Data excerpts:
'''
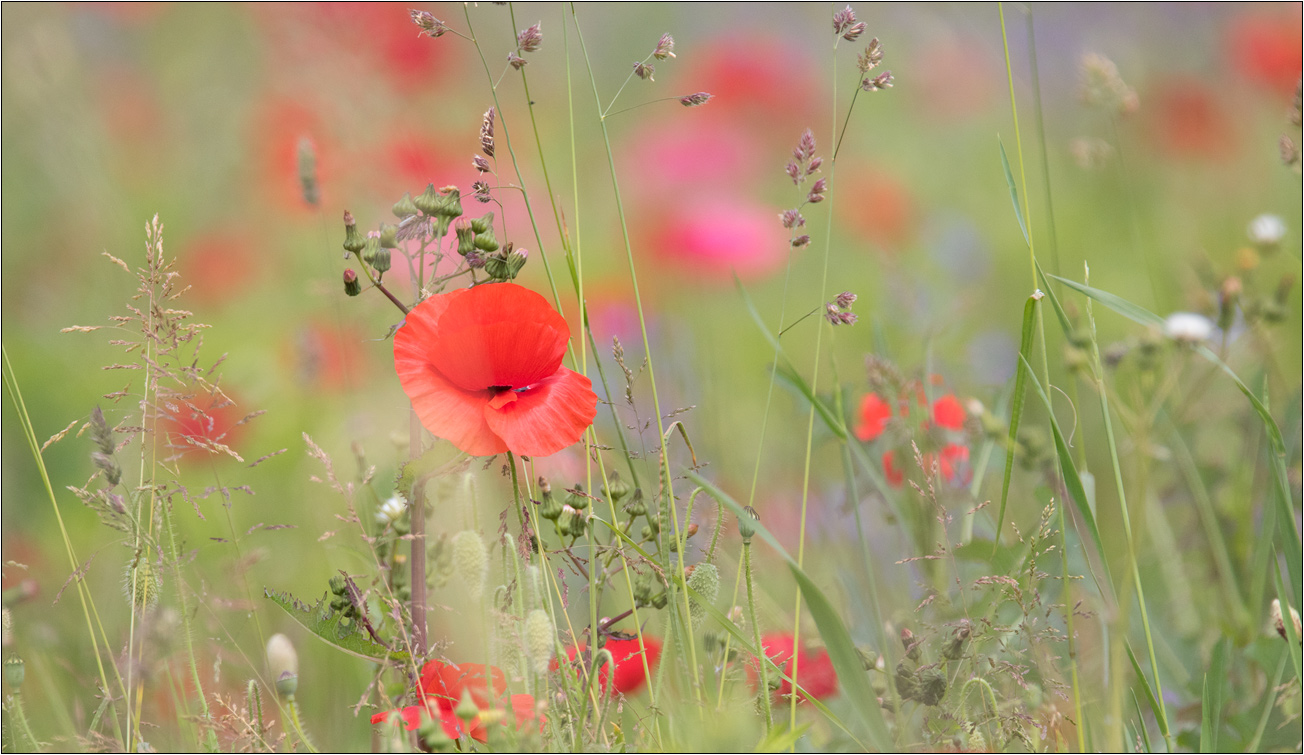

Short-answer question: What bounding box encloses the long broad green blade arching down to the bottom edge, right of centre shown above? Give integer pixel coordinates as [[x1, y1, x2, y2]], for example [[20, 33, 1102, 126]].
[[686, 469, 893, 751]]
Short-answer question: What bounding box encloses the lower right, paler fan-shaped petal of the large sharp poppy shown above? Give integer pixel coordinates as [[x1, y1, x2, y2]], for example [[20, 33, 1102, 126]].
[[484, 368, 597, 456]]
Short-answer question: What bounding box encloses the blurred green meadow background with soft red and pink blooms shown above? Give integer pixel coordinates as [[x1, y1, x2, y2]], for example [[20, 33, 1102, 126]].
[[0, 3, 1301, 750]]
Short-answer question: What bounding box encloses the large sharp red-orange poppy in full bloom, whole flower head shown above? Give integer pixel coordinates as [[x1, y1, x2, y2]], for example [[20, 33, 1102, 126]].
[[394, 283, 597, 456]]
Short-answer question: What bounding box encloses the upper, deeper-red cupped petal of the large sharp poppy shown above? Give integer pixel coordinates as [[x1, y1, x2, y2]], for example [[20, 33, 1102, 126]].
[[417, 283, 570, 391]]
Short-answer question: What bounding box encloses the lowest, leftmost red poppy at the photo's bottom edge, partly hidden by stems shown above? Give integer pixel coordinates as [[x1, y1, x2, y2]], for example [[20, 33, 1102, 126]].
[[372, 660, 544, 742]]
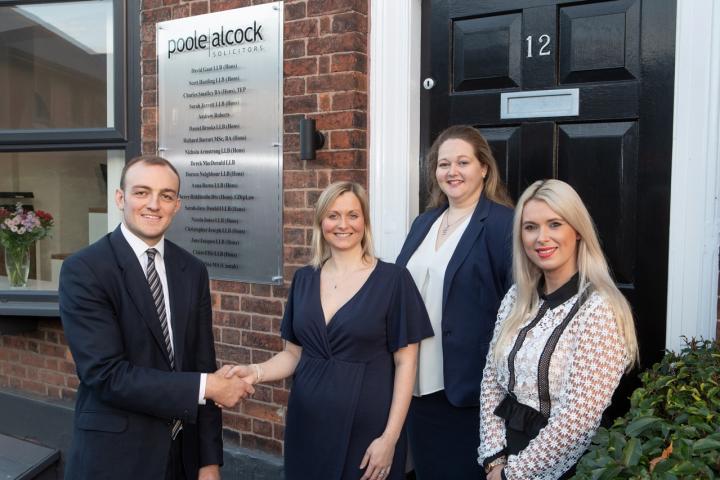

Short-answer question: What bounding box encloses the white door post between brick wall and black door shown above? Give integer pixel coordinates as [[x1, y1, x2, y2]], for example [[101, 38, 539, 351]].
[[368, 0, 421, 261]]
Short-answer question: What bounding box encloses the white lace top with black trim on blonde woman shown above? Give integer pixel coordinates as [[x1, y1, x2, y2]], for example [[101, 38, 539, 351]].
[[478, 285, 629, 480]]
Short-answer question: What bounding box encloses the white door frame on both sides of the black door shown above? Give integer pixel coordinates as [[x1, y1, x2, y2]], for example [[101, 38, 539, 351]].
[[368, 0, 720, 344]]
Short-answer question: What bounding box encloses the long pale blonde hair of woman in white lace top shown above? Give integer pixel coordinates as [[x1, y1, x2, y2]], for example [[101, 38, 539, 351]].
[[494, 180, 639, 369]]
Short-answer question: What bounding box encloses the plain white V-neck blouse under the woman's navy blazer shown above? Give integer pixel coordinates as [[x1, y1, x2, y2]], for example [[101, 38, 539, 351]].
[[407, 215, 472, 396]]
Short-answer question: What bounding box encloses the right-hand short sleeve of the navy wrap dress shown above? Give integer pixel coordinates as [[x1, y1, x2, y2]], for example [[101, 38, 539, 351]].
[[386, 267, 434, 352]]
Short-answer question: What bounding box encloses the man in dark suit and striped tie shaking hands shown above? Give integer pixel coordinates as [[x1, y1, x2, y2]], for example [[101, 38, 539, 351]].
[[59, 156, 252, 480]]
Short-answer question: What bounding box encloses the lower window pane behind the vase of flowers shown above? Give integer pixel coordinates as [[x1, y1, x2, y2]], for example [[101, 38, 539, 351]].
[[0, 151, 112, 288]]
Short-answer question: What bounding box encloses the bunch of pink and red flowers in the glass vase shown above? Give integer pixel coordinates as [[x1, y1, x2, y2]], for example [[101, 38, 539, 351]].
[[0, 203, 54, 250]]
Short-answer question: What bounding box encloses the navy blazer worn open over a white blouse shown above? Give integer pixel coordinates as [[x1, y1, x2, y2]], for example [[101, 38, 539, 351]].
[[396, 195, 513, 407]]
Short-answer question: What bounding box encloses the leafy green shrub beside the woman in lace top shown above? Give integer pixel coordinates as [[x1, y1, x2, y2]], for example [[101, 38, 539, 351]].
[[574, 339, 720, 480]]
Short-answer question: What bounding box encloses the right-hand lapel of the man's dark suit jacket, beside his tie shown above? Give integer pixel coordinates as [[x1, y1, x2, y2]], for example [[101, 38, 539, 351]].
[[164, 240, 190, 369]]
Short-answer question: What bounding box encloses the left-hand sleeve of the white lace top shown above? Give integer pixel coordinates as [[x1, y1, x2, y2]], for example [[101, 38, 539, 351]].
[[478, 285, 516, 465]]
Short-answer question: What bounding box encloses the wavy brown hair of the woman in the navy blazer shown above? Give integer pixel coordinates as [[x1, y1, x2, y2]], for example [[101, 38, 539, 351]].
[[427, 125, 513, 208]]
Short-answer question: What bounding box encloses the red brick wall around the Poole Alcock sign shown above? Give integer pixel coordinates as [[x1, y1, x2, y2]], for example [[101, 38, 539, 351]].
[[0, 0, 369, 460]]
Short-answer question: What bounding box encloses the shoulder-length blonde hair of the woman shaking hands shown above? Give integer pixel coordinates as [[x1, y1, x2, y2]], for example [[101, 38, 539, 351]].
[[310, 182, 375, 269]]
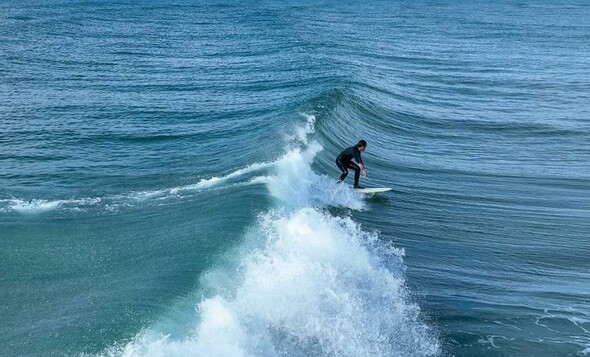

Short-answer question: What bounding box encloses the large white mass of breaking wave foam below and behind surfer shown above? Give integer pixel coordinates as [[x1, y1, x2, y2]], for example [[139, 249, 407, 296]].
[[107, 114, 440, 357]]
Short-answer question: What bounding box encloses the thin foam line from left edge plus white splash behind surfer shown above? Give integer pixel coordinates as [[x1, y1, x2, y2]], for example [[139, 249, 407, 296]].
[[0, 114, 332, 214]]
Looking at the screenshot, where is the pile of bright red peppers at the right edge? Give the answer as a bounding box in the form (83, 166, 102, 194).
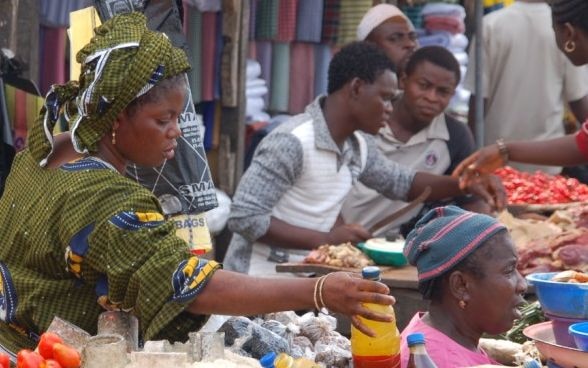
(495, 166, 588, 204)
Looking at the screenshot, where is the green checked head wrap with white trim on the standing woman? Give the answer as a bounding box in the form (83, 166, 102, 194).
(29, 13, 190, 166)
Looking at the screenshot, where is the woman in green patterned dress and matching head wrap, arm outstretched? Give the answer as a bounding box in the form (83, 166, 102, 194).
(0, 13, 394, 353)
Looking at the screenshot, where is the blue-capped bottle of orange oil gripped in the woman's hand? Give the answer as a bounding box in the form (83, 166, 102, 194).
(351, 266, 400, 368)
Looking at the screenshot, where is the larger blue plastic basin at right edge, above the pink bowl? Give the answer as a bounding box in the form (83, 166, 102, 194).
(527, 272, 588, 320)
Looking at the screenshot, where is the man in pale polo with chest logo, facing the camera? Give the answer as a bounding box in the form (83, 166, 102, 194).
(341, 46, 490, 236)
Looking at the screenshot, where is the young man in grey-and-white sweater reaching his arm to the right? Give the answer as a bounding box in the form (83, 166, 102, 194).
(224, 42, 504, 275)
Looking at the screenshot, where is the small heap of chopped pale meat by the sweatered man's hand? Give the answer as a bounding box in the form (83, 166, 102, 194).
(304, 243, 374, 269)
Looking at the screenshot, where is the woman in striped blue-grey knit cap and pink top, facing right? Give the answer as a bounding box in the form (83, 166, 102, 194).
(401, 206, 527, 368)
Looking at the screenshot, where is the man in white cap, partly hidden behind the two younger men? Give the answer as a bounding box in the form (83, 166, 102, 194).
(357, 4, 418, 73)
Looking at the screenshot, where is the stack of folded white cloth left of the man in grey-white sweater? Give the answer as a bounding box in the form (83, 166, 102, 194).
(245, 59, 270, 122)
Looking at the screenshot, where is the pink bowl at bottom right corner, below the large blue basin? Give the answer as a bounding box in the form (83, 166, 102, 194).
(523, 321, 588, 368)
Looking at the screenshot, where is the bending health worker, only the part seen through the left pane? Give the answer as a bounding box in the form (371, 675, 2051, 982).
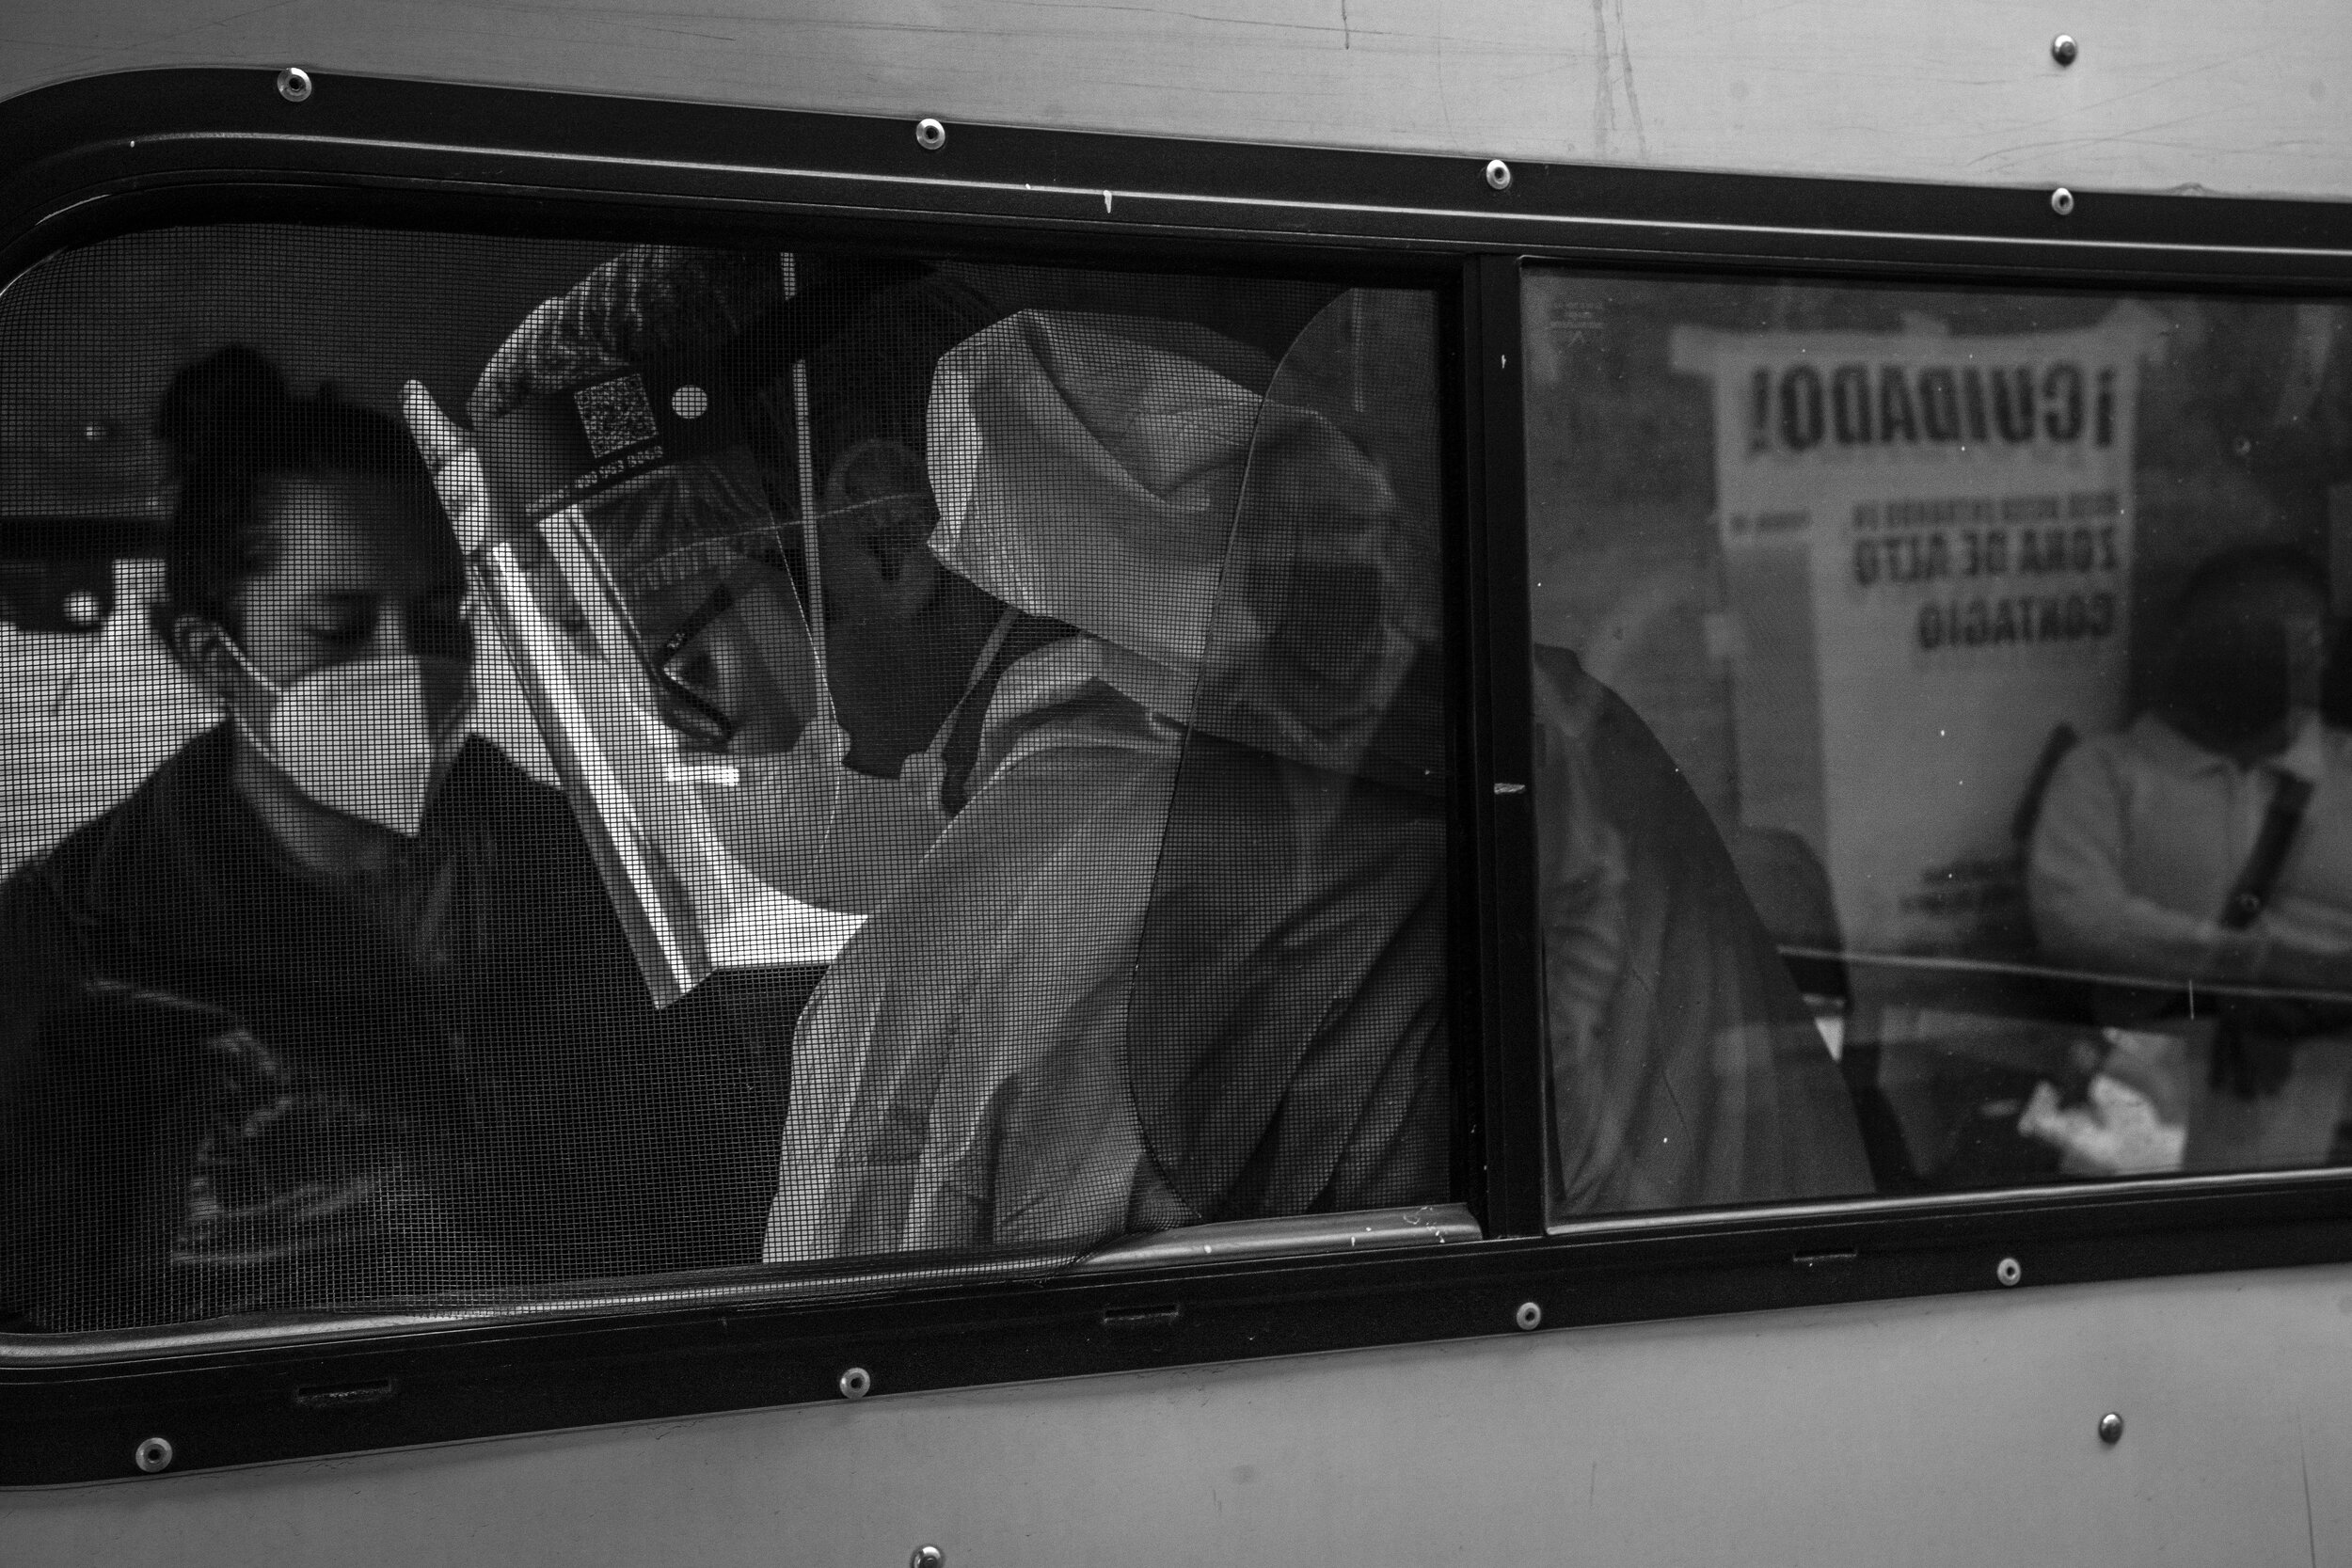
(412, 251, 1447, 1260)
'''
Exercise brief:
Faithful copy, images left out: write out every line of data.

Written reply:
Short-answer question: What bounding box encloses the long broad green blade arching down to the bottom edge, right of centre shown above? Give integer pixel coordinates as [[x1, y1, x2, y2]], for example [[20, 33, 1102, 126]].
[[686, 469, 893, 751]]
Short-answer question: What bounding box encloses the lower right, paler fan-shaped petal of the large sharp poppy shown above? Give integer pixel coordinates as [[x1, y1, x2, y2]], for example [[20, 33, 1102, 126]].
[[484, 368, 597, 456]]
Short-answer question: What bounding box encloses the blurred green meadow background with soft red and pink blooms shown above? Give integer pixel coordinates as [[x1, y1, x2, y2]], for example [[20, 33, 1102, 126]].
[[0, 3, 1301, 750]]
Short-answer question: What bounding box encloses the large sharp red-orange poppy in full bloom, whole flower head shown above? Give integer pixel coordinates as [[x1, y1, x2, y2]], for example [[20, 33, 1102, 126]].
[[394, 283, 597, 456]]
Short-answer question: What bounding box encloses the upper, deeper-red cupped petal of the large sharp poppy shown above? Give integer pixel coordinates as [[x1, y1, x2, y2]], for example [[20, 33, 1102, 126]].
[[417, 283, 570, 391]]
Short-answer question: What bounding box encloses the lowest, leftmost red poppy at the photo's bottom edge, partly hidden by stems shown above? Give integer pixel coordinates as [[x1, y1, x2, y2]], for example [[20, 33, 1102, 126]].
[[372, 660, 544, 742]]

Short-answer question: What bounding box encloses the white door post between brick wall and black door shown above? Give integer pixel coordinates as [[x1, y1, x2, y2]], for example [[101, 38, 539, 351]].
[[368, 0, 421, 261]]
Short-answer question: What bounding box encloses the white lace top with black trim on blonde woman shown above? Give integer pixel coordinates as [[x1, y1, x2, y2]], for example [[101, 38, 539, 351]].
[[478, 285, 629, 480]]
Short-answer question: What bounding box encloses the white door frame on both sides of the black door shown above? Give integer pixel coordinates as [[x1, y1, x2, y2]], for example [[101, 38, 539, 351]].
[[368, 0, 720, 344]]
Short-answer question: What bounding box encloses the long pale blonde hair of woman in white lace top shown above? Give integer pixel coordinates as [[x1, y1, x2, y2]], for example [[101, 38, 539, 351]].
[[494, 180, 639, 369]]
Short-answer question: What bounding box encloses the plain white V-neck blouse under the woman's navy blazer shown above? Give integer pixel coordinates as [[x1, y1, x2, y2]], for example [[101, 38, 539, 351]].
[[407, 215, 472, 396]]
Short-answer question: What bounding box encloses the right-hand short sleeve of the navy wrap dress shown above? Give integer pixel coordinates as [[x1, y1, x2, y2]], for example [[101, 38, 539, 351]].
[[386, 267, 434, 352]]
Short-answer question: What bounding box encloses the man in dark suit and striped tie shaking hands shown above? Give integer pixel coordinates as [[x1, y1, x2, y2]], for example [[101, 38, 539, 351]].
[[59, 156, 252, 480]]
Short-answer question: What bounding box encloses the lower window pane behind the vase of flowers shown above? Give integer pixel coordinates as [[x1, y1, x2, y2]], for example [[101, 38, 539, 351]].
[[0, 151, 112, 288]]
Short-answer question: What bounding box encloses the bunch of pink and red flowers in the glass vase shown above? Give integer pixel coordinates as [[x1, y1, x2, y2]], for example [[101, 38, 539, 351]].
[[0, 203, 54, 250]]
Short-answer question: What bounding box encloses the navy blazer worn open over a white blouse shown above? Give integer pixel coordinates as [[x1, y1, x2, y2]], for example [[101, 38, 539, 351]].
[[396, 195, 513, 407]]
Short-answer question: What bounding box encloses the leafy green shrub beside the woman in lace top shown above? Give integer pixel coordinates as [[x1, y1, x2, y2]], for example [[101, 38, 539, 351]].
[[574, 339, 720, 480]]
Short-answer question: What bounding box encloses the right-hand lapel of the man's dark suit jacket, beside his tie shown above? Give integer pixel coordinates as [[x1, y1, x2, y2]], for example [[101, 38, 539, 351]].
[[164, 240, 190, 369]]
Short-answer question: What bounding box encloses the left-hand sleeve of the white lace top shown above? Give integer pixel coordinates as [[x1, y1, x2, y2]], for example [[101, 38, 539, 351]].
[[478, 285, 516, 465]]
Short-answer question: What bounding box encloses the wavy brown hair of the woman in the navy blazer shown above? Give integer pixel coordinates as [[x1, y1, x2, y2]], for example [[101, 38, 539, 351]].
[[427, 125, 513, 208]]
Short-answer question: What bounding box encloses the red brick wall around the Poole Alcock sign shown above? Give integer pixel coordinates as [[x1, y1, x2, y2]], for example [[101, 38, 539, 351]].
[[0, 0, 369, 460]]
Short-answer question: What bounding box encloses the shoulder-length blonde hair of the woman shaking hands shown above? Give integer pixel coordinates as [[x1, y1, x2, y2]], for example [[101, 38, 539, 351]].
[[310, 182, 375, 269]]

Short-answer question: What bounding box encloses the large white mass of breaking wave foam below and behind surfer shown above? Give integer pixel coordinates as [[x1, y1, x2, y2]], for example [[139, 249, 407, 296]].
[[107, 114, 440, 357]]
Short-answer question: What bounding box encloses the thin foam line from left edge plus white splash behind surfer shown above? Give integer pixel coordinates as [[x1, y1, x2, y2]], for example [[139, 249, 407, 296]].
[[0, 114, 332, 214]]
Looking at the screenshot, where is the pile of bright red peppers at the right edge? Give the answer as a bounding box in the form (83, 166, 102, 194).
(495, 166, 588, 204)
Looking at the screenshot, where is the green checked head wrap with white trim on the standing woman? Give the answer as a bounding box in the form (83, 166, 102, 194).
(29, 13, 190, 166)
Looking at the screenshot, where is the woman in green patterned dress and matching head wrap, arm outstretched? Give the answer as a bounding box in the form (83, 166, 102, 194).
(0, 13, 394, 353)
Looking at the screenshot, where is the blue-capped bottle of orange oil gripped in the woman's hand? Give the answer as a bounding box in the form (83, 166, 102, 194).
(351, 266, 400, 368)
Looking at the screenshot, where is the larger blue plastic basin at right edge, above the pink bowl? Give the answer as a bounding box in the form (83, 166, 102, 194).
(527, 272, 588, 320)
Looking at the screenshot, where is the man in pale polo with chest logo, facing the camera? Give the answer as a bounding box in the form (83, 166, 102, 194).
(341, 46, 490, 236)
Looking at the screenshot, where is the young man in grey-and-white sweater reaching his arm to the right? Give the answer as a bounding box in the form (83, 166, 102, 194).
(224, 42, 504, 275)
Looking at the screenshot, where is the small heap of chopped pale meat by the sweatered man's hand? Give the answer as a bounding box in the form (83, 166, 102, 194).
(304, 243, 374, 269)
Looking at the screenshot, where is the woman in striped blue-grey knit cap and pink top, facing right? Give the answer as a bounding box in the form (83, 166, 102, 194).
(401, 206, 527, 368)
Looking at the screenshot, where is the man in white cap, partly hidden behind the two younger men? Give the answer as a bounding box in the form (83, 166, 102, 194).
(357, 4, 418, 73)
Looking at the screenshot, where is the stack of folded white cloth left of the man in grey-white sweater? Give the answer as a bounding box in the form (83, 166, 102, 194).
(245, 59, 270, 122)
Looking at the screenshot, where is the pink bowl at bottom right corner, below the large blue basin? Give the answer as a bounding box in the form (83, 166, 102, 194).
(523, 321, 588, 368)
Looking at the screenshot, where is the bending health worker, only the part seen through the left pane? Give the answer as a bounding box in the form (371, 675, 2051, 982).
(412, 251, 1447, 1260)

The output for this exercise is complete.